_What is asked_.
Rescale the entries from the line with "Question. The photo above holds the light" to the line with "(1127, 513)", both included, and reproduce every line in that span, requests too. Multiply each point coordinate in the answers by 1.4 and round to whole numbers with halves going up.

* Start Information given *

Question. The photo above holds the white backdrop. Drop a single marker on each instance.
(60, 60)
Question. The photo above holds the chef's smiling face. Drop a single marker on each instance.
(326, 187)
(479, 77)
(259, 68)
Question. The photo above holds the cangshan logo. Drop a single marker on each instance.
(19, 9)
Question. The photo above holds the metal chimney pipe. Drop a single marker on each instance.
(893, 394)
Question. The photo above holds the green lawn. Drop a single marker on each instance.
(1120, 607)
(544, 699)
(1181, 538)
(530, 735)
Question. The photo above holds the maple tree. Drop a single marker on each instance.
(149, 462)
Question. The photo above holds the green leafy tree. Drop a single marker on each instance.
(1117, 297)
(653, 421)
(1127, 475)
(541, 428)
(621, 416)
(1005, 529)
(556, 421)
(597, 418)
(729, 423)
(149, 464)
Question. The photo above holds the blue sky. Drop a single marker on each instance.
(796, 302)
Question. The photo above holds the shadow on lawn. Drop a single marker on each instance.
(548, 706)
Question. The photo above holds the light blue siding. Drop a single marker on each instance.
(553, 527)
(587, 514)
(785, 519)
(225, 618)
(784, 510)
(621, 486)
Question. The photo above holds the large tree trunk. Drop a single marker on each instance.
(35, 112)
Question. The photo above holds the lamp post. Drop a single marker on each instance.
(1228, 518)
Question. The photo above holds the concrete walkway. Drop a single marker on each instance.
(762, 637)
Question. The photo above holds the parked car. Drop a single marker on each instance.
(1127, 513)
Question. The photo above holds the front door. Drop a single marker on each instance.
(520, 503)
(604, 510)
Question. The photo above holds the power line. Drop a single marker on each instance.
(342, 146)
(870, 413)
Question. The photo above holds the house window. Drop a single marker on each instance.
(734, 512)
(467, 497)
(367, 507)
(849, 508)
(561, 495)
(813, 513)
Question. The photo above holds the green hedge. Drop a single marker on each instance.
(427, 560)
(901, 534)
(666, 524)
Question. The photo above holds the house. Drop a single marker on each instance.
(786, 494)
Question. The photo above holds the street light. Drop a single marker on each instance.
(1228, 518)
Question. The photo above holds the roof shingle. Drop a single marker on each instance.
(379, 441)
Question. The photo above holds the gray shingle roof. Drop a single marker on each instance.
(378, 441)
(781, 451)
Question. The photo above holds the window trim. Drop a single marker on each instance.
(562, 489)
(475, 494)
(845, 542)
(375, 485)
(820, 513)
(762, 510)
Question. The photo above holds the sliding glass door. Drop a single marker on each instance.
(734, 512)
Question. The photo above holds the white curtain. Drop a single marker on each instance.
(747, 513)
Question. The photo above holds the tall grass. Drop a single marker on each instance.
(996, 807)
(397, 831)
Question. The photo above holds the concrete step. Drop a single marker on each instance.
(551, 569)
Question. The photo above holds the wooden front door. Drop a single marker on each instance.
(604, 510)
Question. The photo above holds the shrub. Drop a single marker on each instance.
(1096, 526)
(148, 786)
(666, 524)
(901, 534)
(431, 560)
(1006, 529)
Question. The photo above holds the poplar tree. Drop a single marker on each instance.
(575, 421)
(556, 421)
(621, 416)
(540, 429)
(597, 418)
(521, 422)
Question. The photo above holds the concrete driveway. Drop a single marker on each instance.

* End Information given *

_Correct response_.
Question. The photo above holds the light blue siding. Drop a single marker on each instance.
(774, 738)
(822, 720)
(1099, 727)
(315, 865)
(1098, 714)
(869, 680)
Question. The photo above holds the large tree trunk. Drop a single marker on each instance.
(49, 157)
Question. The photo above holds the lamp post. Drop a single marker on each instance.
(1719, 725)
Question. The photo above holds the concrete walkway. Drop a single marker on each instance.
(1067, 892)
Question. The photo above holds the parked car. Drop a single marker on each instance.
(1578, 718)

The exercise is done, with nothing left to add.